**Kısa alıştırma:**
Aşağıdaki öğelerin tamamını, her satır ayrı bir dize olacak biçimde bir JSON listesi olarak düzenleyin. Boş satırları listeye almayın.

**Öğeler:**

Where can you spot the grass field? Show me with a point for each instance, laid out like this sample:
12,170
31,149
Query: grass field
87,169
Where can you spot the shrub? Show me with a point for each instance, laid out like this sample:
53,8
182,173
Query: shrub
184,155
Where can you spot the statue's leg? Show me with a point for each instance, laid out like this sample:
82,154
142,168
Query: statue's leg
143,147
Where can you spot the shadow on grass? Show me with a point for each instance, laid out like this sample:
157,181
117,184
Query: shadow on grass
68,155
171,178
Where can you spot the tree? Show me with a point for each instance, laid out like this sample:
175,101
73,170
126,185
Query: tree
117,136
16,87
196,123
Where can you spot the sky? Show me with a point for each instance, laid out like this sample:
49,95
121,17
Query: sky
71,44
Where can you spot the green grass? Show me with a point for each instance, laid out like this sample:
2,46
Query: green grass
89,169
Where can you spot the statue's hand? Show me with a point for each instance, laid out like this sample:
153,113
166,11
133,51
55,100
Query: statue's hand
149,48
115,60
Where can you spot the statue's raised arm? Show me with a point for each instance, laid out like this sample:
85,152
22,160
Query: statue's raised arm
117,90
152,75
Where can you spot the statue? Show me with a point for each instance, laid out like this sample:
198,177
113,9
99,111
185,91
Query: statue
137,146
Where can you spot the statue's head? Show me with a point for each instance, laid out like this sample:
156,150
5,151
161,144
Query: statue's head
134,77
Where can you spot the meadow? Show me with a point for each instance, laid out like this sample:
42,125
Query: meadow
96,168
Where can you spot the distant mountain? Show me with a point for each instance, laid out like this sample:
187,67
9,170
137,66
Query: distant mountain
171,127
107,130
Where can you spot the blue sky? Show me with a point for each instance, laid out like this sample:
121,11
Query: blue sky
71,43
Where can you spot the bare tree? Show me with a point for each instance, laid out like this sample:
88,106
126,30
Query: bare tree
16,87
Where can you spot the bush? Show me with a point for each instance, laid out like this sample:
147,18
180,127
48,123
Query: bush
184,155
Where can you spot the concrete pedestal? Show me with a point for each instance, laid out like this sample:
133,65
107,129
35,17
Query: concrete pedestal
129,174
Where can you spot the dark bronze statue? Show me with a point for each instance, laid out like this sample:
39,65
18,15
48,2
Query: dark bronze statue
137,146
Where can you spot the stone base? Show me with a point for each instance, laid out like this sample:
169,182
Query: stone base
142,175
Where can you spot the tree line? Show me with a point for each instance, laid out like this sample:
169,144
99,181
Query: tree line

**Alıştırma sonucu:**
[
  "Where can you spot the grass field? Show me with a point for each instance, laid out like this sample:",
  "12,170",
  "31,149",
  "Query: grass field",
  "87,169",
  "Where can you spot the shrub? Show me with a point for each instance, laid out like this sample:",
  "53,8",
  "182,173",
  "Query: shrub",
  "184,155",
  "Where can you spot the statue's leg? Show me with a point for each instance, laid out like this sample:",
  "82,154",
  "142,168",
  "Query: statue's leg",
  "143,147",
  "Where can you spot the shadow on grass? Show me with a point for each instance, laid out like this sample:",
  "157,181",
  "117,184",
  "Query: shadow on grass",
  "68,155",
  "171,178",
  "Where can you spot the tree? Show me with a point for each instance, laid out like this sample:",
  "175,101",
  "73,170",
  "126,185",
  "Query: tree",
  "117,136",
  "16,87",
  "196,123",
  "Where can you spot the sky? Show me with a point for each instance, laid out like this sample:",
  "49,95",
  "121,17",
  "Query: sky",
  "71,44",
  "Where can you spot the green grass? Show me with a point for each instance, laid out like this sample:",
  "2,46",
  "Query: green grass",
  "89,169",
  "Where can you spot the statue's hand? Show me with a point for each instance, laid out like this sample:",
  "153,113",
  "166,11",
  "133,51",
  "55,100",
  "Query: statue's hand",
  "149,48",
  "115,60",
  "Where can you spot the statue's raised arm? Show me with a point for each instance, laid out like this sample:",
  "85,152",
  "22,160",
  "Query: statue's raised arm",
  "117,90",
  "152,75",
  "Where can you spot the statue? Show me with a point for each instance, laid out like this sample:",
  "198,177",
  "113,9",
  "99,111",
  "185,91",
  "Query: statue",
  "137,146",
  "Where can you spot the statue's head? Show me with a point for each instance, laid out like this sample:",
  "156,150",
  "5,151",
  "161,144",
  "Query: statue's head",
  "134,77",
  "Where can you spot the meadow? Show me with a point for each instance, laid out like this sample:",
  "42,125",
  "Query: meadow",
  "96,168",
  "Where can you spot the distant mountain? Show me with a point for each instance, laid out like this sample:",
  "187,67",
  "9,170",
  "137,66",
  "Query: distant mountain",
  "171,127",
  "107,130",
  "Where can you spot the blue sky? Show me with a point for each instance, laid out like this sample:",
  "121,11",
  "Query: blue sky",
  "71,43",
  "Where can you spot the bare tree? Show me with a point for each instance, laid out like this sample:",
  "88,106",
  "126,30",
  "Query: bare tree",
  "16,87",
  "Where can you spot the bush? Show me with a point for each instance, laid out like this sample:",
  "147,18",
  "180,127",
  "48,123",
  "Query: bush",
  "184,155",
  "Where can you spot the concrete pedestal? Show me with a point for each instance, laid out like this sample:",
  "133,65",
  "107,129",
  "35,17",
  "Query: concrete pedestal",
  "129,174",
  "Where can you spot the dark bronze statue? Show me with a point for each instance, laid out like this sample:",
  "39,65",
  "18,15",
  "48,2",
  "Query: dark bronze statue",
  "137,146",
  "Where can you spot the stone base? Show me with a point for each instance, laid out like this sample:",
  "169,182",
  "Query: stone base",
  "142,175",
  "Where can you spot the tree line? Show me with a point for each instance, laid out like this sample:",
  "169,144",
  "99,181",
  "Query: tree line"
]